• Task brief: Put the lines of the material below, from the line with "subject: black square logo" through the end of the material, into a Markdown table with the columns Row and Line. Number each line in Row, and leave out blank lines.

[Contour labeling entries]
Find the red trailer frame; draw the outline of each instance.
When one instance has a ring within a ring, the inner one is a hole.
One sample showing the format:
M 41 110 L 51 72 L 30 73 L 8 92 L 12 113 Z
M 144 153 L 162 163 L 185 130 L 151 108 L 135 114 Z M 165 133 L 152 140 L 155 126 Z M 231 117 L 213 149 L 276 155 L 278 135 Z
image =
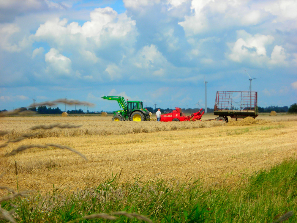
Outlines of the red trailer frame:
M 217 91 L 214 112 L 218 121 L 227 122 L 230 116 L 237 120 L 258 116 L 258 94 L 255 91 Z

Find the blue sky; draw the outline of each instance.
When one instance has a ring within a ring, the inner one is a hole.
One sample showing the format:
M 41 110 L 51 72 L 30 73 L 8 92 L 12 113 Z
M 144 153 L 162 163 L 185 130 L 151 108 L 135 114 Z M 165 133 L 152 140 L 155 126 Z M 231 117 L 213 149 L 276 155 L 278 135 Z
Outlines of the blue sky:
M 204 108 L 205 80 L 212 108 L 250 76 L 259 106 L 289 106 L 296 11 L 295 0 L 0 0 L 0 110 L 65 98 L 117 109 L 108 95 Z

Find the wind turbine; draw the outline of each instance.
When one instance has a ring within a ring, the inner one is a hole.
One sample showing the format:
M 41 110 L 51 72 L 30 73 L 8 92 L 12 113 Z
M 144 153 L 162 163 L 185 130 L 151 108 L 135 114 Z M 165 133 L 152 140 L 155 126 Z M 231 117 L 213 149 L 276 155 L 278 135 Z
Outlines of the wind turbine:
M 198 101 L 198 103 L 196 103 L 196 104 L 195 104 L 195 105 L 197 105 L 197 107 L 198 109 L 199 109 L 199 102 L 200 101 L 200 100 L 199 100 L 199 101 Z
M 249 76 L 249 91 L 250 92 L 252 92 L 252 80 L 254 80 L 254 79 L 256 79 L 257 78 L 258 78 L 256 77 L 256 78 L 252 78 L 251 77 L 251 76 L 249 76 L 249 73 L 247 73 L 247 70 L 246 70 L 245 69 L 244 69 L 244 70 L 245 70 L 245 72 L 247 72 L 247 75 L 248 75 Z
M 206 96 L 206 83 L 208 82 L 207 81 L 205 81 L 205 72 L 204 72 L 204 83 L 205 84 L 205 113 L 207 113 L 207 97 Z M 199 102 L 198 103 L 199 103 Z
M 154 105 L 153 105 L 153 106 L 154 105 L 155 106 L 155 110 L 156 110 L 156 105 L 158 105 L 156 103 L 156 101 L 155 101 L 155 103 Z

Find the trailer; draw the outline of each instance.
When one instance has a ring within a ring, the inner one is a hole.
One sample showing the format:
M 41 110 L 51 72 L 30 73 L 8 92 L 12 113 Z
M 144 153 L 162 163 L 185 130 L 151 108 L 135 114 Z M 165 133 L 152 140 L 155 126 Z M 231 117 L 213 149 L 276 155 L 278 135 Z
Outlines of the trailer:
M 228 122 L 228 116 L 238 118 L 258 116 L 257 92 L 217 91 L 214 112 L 218 121 Z
M 186 116 L 185 114 L 181 111 L 180 108 L 175 108 L 172 112 L 164 114 L 161 115 L 161 122 L 179 122 L 184 121 L 196 121 L 200 120 L 201 117 L 204 114 L 203 111 L 201 113 L 200 112 L 202 110 L 201 109 L 198 112 L 194 113 L 189 116 Z

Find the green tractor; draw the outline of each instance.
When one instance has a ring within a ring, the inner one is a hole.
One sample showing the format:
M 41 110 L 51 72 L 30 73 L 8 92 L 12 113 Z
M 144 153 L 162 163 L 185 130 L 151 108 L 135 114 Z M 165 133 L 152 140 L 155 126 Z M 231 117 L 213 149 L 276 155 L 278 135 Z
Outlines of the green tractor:
M 144 109 L 142 101 L 125 100 L 124 97 L 121 96 L 103 96 L 103 99 L 116 100 L 119 103 L 121 110 L 113 112 L 113 121 L 135 121 L 140 122 L 146 121 L 151 118 L 150 112 Z

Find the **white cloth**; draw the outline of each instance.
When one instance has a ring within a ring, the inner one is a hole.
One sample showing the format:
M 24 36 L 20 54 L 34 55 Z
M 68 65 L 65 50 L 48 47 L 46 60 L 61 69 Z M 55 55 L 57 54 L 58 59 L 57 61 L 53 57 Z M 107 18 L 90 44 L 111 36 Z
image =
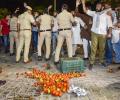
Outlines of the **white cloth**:
M 112 43 L 117 43 L 120 40 L 120 28 L 112 30 Z
M 95 11 L 90 11 L 90 10 L 87 11 L 87 14 L 93 17 L 93 25 L 92 25 L 91 31 L 96 34 L 106 35 L 108 28 L 112 27 L 111 17 L 108 16 L 106 13 L 97 13 Z M 99 23 L 97 22 L 97 18 L 98 18 Z
M 54 23 L 54 26 L 52 28 L 52 32 L 57 32 L 58 31 L 58 21 L 57 21 L 57 18 L 53 17 L 53 23 Z
M 74 20 L 76 22 L 76 26 L 72 27 L 72 32 L 73 32 L 72 44 L 82 44 L 82 39 L 81 39 L 81 36 L 80 36 L 80 32 L 81 32 L 80 26 L 84 27 L 85 23 L 79 17 L 75 17 Z

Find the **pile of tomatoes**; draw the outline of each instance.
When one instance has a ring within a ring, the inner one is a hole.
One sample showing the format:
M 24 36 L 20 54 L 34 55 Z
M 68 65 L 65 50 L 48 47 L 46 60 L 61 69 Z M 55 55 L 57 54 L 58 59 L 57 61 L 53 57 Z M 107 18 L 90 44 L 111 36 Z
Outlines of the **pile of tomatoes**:
M 44 93 L 52 94 L 54 96 L 62 96 L 63 93 L 68 91 L 69 79 L 86 76 L 85 73 L 75 72 L 48 74 L 37 68 L 33 68 L 32 72 L 25 72 L 25 75 L 29 78 L 36 79 L 33 86 L 41 87 Z

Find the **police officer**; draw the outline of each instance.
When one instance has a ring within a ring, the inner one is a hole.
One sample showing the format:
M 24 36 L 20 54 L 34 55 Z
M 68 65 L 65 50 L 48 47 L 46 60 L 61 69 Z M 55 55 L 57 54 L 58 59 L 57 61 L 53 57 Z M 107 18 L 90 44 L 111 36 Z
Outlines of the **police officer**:
M 62 12 L 58 14 L 57 20 L 59 25 L 59 35 L 58 35 L 58 43 L 55 53 L 55 64 L 59 63 L 59 55 L 60 50 L 63 45 L 64 39 L 67 42 L 68 56 L 72 57 L 72 31 L 71 27 L 74 23 L 74 18 L 71 13 L 67 11 L 68 6 L 63 4 Z
M 19 20 L 19 45 L 17 49 L 16 62 L 20 61 L 20 54 L 24 46 L 24 63 L 29 63 L 28 58 L 31 42 L 31 23 L 35 25 L 34 17 L 31 14 L 32 8 L 26 6 L 26 11 L 18 17 Z
M 18 47 L 18 18 L 16 14 L 12 15 L 10 19 L 10 56 L 14 55 L 14 42 L 16 43 L 16 49 Z
M 48 14 L 48 10 L 45 9 L 43 15 L 37 18 L 37 22 L 40 24 L 40 32 L 38 36 L 38 61 L 42 60 L 42 45 L 45 40 L 46 45 L 46 60 L 50 59 L 51 51 L 51 28 L 53 25 L 53 18 Z

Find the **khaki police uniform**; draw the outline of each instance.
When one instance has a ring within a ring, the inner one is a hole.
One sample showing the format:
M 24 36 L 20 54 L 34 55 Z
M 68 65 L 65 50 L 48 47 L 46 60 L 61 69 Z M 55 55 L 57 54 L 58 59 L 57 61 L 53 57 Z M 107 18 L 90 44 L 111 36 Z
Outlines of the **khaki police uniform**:
M 10 19 L 10 54 L 14 52 L 14 42 L 16 43 L 16 50 L 18 47 L 18 18 L 12 17 Z
M 38 36 L 38 56 L 42 56 L 41 49 L 45 40 L 46 59 L 49 59 L 51 51 L 51 28 L 53 24 L 53 18 L 48 14 L 43 14 L 37 18 L 37 22 L 40 23 L 40 33 Z
M 68 56 L 72 57 L 72 23 L 74 18 L 71 13 L 67 10 L 63 10 L 58 16 L 58 25 L 59 25 L 59 35 L 58 43 L 55 53 L 55 62 L 59 61 L 60 50 L 63 45 L 64 40 L 67 42 Z
M 24 62 L 29 61 L 28 54 L 31 42 L 31 23 L 35 23 L 35 20 L 31 14 L 25 12 L 18 18 L 20 24 L 20 36 L 19 45 L 17 49 L 16 61 L 20 60 L 20 54 L 24 46 Z

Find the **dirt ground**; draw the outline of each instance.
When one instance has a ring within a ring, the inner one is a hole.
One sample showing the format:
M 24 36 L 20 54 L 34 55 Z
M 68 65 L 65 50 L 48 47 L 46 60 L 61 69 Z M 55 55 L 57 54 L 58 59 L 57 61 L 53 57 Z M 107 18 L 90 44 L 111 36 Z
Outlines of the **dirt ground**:
M 32 57 L 33 61 L 29 64 L 15 63 L 15 56 L 0 54 L 0 67 L 3 72 L 0 74 L 0 80 L 6 80 L 5 85 L 0 86 L 0 100 L 120 100 L 120 71 L 116 68 L 120 65 L 111 65 L 114 68 L 113 73 L 108 73 L 108 68 L 95 65 L 92 71 L 86 69 L 86 77 L 74 78 L 70 80 L 70 85 L 84 88 L 87 95 L 77 97 L 75 94 L 64 94 L 62 97 L 53 97 L 51 95 L 36 94 L 35 87 L 32 87 L 34 80 L 23 76 L 16 77 L 16 73 L 29 71 L 34 67 L 42 69 L 44 60 L 38 62 L 36 55 Z M 53 64 L 49 72 L 59 72 Z M 87 64 L 87 62 L 86 62 Z

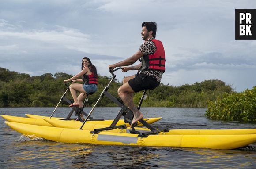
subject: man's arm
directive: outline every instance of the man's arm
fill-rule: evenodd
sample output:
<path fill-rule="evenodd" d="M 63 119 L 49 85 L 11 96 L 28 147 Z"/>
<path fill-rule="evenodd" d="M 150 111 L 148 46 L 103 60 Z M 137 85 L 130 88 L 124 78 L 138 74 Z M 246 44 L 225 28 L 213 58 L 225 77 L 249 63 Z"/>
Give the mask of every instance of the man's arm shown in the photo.
<path fill-rule="evenodd" d="M 139 64 L 133 66 L 123 67 L 123 68 L 124 69 L 123 69 L 123 70 L 122 70 L 122 72 L 127 72 L 128 70 L 139 70 L 139 69 L 141 67 L 141 63 L 140 63 Z"/>
<path fill-rule="evenodd" d="M 133 55 L 125 59 L 120 62 L 115 63 L 114 64 L 110 65 L 109 66 L 109 69 L 113 69 L 117 67 L 121 67 L 124 66 L 129 66 L 133 64 L 139 59 L 143 57 L 144 54 L 141 52 L 138 51 Z M 138 70 L 138 69 L 137 69 Z"/>

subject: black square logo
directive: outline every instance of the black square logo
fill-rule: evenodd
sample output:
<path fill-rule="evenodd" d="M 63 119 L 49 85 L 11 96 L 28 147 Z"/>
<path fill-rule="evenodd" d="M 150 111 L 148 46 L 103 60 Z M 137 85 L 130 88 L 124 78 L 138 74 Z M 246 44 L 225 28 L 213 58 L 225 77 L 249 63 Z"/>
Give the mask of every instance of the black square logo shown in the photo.
<path fill-rule="evenodd" d="M 256 40 L 256 9 L 236 9 L 236 40 Z"/>

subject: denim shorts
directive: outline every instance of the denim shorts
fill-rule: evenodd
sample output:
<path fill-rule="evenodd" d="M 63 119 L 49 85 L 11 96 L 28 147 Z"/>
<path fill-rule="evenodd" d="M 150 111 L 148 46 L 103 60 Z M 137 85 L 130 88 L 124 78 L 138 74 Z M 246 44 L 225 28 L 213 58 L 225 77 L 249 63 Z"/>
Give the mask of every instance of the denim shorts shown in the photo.
<path fill-rule="evenodd" d="M 92 94 L 97 91 L 97 85 L 95 84 L 84 84 L 83 87 L 87 94 Z"/>

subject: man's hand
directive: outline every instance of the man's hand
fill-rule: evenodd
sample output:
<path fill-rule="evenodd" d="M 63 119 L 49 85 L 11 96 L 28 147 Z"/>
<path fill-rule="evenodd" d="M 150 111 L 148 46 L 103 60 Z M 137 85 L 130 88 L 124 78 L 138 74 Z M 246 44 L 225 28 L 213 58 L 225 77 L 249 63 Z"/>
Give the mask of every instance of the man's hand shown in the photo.
<path fill-rule="evenodd" d="M 115 64 L 110 65 L 109 65 L 109 70 L 113 70 L 116 68 L 116 67 Z"/>
<path fill-rule="evenodd" d="M 129 70 L 129 68 L 128 67 L 122 67 L 122 68 L 123 68 L 122 72 L 127 72 Z"/>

• Task response:
| Row | Line |
|---|---|
| 1 | subject: black square logo |
| 2 | directive: outline every instance of the black square logo |
| 3 | fill-rule: evenodd |
| 4 | sample output: |
| 5 | <path fill-rule="evenodd" d="M 63 119 L 49 85 L 11 96 L 28 147 Z"/> |
| 6 | <path fill-rule="evenodd" d="M 150 111 L 148 46 L 103 60 Z M 137 85 L 130 88 L 124 78 L 138 74 Z M 246 44 L 225 28 L 213 58 L 225 77 L 249 63 Z"/> |
| 7 | Give the mask of every instance of the black square logo shown in the photo. |
| 8 | <path fill-rule="evenodd" d="M 256 40 L 256 9 L 236 9 L 236 40 Z"/> |
| 9 | subject: denim shorts |
| 10 | directive: outline every instance of the denim shorts |
| 11 | fill-rule: evenodd |
| 12 | sample output: |
| 13 | <path fill-rule="evenodd" d="M 63 119 L 49 85 L 11 96 L 28 147 Z"/> |
| 14 | <path fill-rule="evenodd" d="M 150 111 L 148 46 L 103 60 Z M 137 85 L 130 88 L 124 78 L 138 74 Z M 246 44 L 225 28 L 213 58 L 225 77 L 249 63 Z"/> |
| 15 | Give the mask of every instance of the denim shorts shown in the photo. |
| 16 | <path fill-rule="evenodd" d="M 92 94 L 97 91 L 97 85 L 95 84 L 84 84 L 83 87 L 87 94 Z"/> |
| 17 | subject: man's hand |
| 18 | directive: outline every instance of the man's hand |
| 19 | fill-rule: evenodd |
| 20 | sample output: |
| 21 | <path fill-rule="evenodd" d="M 63 119 L 49 85 L 11 96 L 28 147 Z"/> |
| 22 | <path fill-rule="evenodd" d="M 150 111 L 148 46 L 103 60 Z M 137 85 L 130 88 L 124 78 L 138 74 Z M 246 44 L 225 28 L 213 58 L 225 77 L 249 63 Z"/> |
| 23 | Give the mask of every instance of the man's hand shown in the photo. |
| 24 | <path fill-rule="evenodd" d="M 115 64 L 110 65 L 109 65 L 109 70 L 113 70 L 116 68 L 116 67 Z"/> |
| 25 | <path fill-rule="evenodd" d="M 129 70 L 129 68 L 128 67 L 122 67 L 122 68 L 123 68 L 122 72 L 127 72 Z"/> |